→ **Requirements**:
Which lines in the items below contain the string "Target"? Copy each of those lines in full.

start Record set

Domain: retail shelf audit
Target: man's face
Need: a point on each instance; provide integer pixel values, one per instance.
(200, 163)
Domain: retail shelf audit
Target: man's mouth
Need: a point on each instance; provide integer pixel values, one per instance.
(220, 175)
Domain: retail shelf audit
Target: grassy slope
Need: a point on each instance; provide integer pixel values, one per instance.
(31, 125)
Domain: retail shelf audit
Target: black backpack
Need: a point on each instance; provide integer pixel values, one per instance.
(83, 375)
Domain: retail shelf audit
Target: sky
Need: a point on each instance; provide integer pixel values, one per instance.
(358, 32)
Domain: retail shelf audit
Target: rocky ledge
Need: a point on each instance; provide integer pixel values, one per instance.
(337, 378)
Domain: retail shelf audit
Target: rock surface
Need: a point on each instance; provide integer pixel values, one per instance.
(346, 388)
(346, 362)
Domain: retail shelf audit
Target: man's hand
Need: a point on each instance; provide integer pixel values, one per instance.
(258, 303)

end Record set

→ **In response**:
Target: man's face
Target: man's mouth
Target: grassy slope
Target: black backpack
Target: sky
Target: rocky ledge
Target: rock surface
Target: man's hand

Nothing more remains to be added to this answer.